• [PROBLEMA 1] Extraia da listagem cada linha em que aparece a palavra "find".

• [TRECHO FORNECIDO]
━━━━━━

O Tooro Nagashi de Registro atualmente envolve duas outras cerimônias. A primeira delas é um encontro inter-religioso no chamado Santuário das Almas no Cemitério da Saudade. Ali, um pequeno altar (botsudan) porta tabuletas com o nome de falecidos (ihai) cujas sepulturas jazem abandonadas ou negligenciadas. O espaço foi erigido pelo Bunkyo (Associação Cultural Nipo-Brasileira) de Registro durante a presidência de Yoneko Seimaru. Na cerimônia que ocorre no Santuário estão presentes representantes de religiões para além do budismo, como a Igreja Católica, Seicho-No-Ie e Sokkogakkai, as igrejas Episcopal e Messiânica e outras.  

Monumento dedicados às vitimas de afogamento do Rio Ribeira, em Registro.
Monumento dedicado às vitimas de afogamento no rio Ribeira acompanhando de altar montado durante o festival Tooro Nagashi. Foto de Wagner Assanuma. Fonte: SOARES FLORES (2021).

━━━━━━

• [MATERIAL APRESENTADO]
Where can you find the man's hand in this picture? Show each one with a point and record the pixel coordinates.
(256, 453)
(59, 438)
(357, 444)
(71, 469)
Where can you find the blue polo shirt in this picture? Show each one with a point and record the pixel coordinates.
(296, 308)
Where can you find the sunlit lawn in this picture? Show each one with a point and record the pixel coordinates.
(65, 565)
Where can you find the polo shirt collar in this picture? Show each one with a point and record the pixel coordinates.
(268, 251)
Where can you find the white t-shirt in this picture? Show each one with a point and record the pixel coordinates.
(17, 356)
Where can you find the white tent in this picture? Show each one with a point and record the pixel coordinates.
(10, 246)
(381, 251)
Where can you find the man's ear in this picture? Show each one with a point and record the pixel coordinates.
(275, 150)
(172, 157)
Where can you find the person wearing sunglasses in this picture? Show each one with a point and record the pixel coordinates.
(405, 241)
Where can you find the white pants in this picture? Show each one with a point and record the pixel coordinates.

━━━━━━

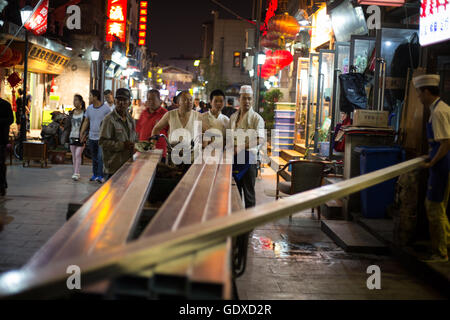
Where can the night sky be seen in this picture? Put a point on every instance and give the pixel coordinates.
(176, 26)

━━━━━━

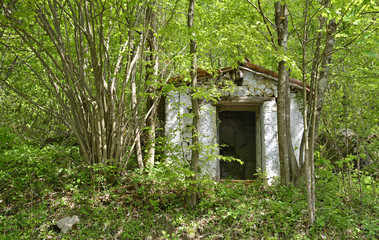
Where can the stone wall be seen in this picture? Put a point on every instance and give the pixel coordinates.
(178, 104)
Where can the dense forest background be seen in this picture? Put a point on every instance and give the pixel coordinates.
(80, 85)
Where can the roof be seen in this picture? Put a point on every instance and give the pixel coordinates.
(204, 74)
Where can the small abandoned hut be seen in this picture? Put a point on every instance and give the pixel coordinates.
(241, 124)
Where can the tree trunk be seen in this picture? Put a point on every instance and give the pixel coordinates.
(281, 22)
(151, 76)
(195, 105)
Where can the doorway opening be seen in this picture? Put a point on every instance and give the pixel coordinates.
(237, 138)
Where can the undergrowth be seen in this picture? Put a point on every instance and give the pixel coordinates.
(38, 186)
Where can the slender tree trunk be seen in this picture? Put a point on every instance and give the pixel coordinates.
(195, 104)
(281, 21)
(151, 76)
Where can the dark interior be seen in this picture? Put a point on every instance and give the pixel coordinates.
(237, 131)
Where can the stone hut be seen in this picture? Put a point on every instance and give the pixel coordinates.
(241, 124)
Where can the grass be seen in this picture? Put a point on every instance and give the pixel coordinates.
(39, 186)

━━━━━━

• [PROBLEMA 2] No trecho sobre o Tooro Nagashi de Registro, durante a presidência de quem o Santuário das Almas foi erigido?

• [SOLUÇÃO COMPLETA 1]
Where can you find the man's hand in this picture? Show each one with a point and record the pixel coordinates.
Where can you find the blue polo shirt in this picture? Show each one with a point and record the pixel coordinates.
Where can you find the sunlit lawn in this picture? Show each one with a point and record the pixel coordinates.
Where can you find the polo shirt collar in this picture? Show each one with a point and record the pixel coordinates.
Where can you find the white t-shirt in this picture? Show each one with a point and record the pixel coordinates.
Where can you find the white tent in this picture? Show each one with a point and record the pixel coordinates.
Where can you find the man's ear in this picture? Show each one with a point and record the pixel coordinates.
Where can you find the person wearing sunglasses in this picture? Show each one with a point and record the pixel coordinates.
Where can you find the white pants in this picture? Show each one with a point and record the pixel coordinates.

• [SOLUÇÃO COMPLETA 2] Durante a presidência de Yoneko Seimaru.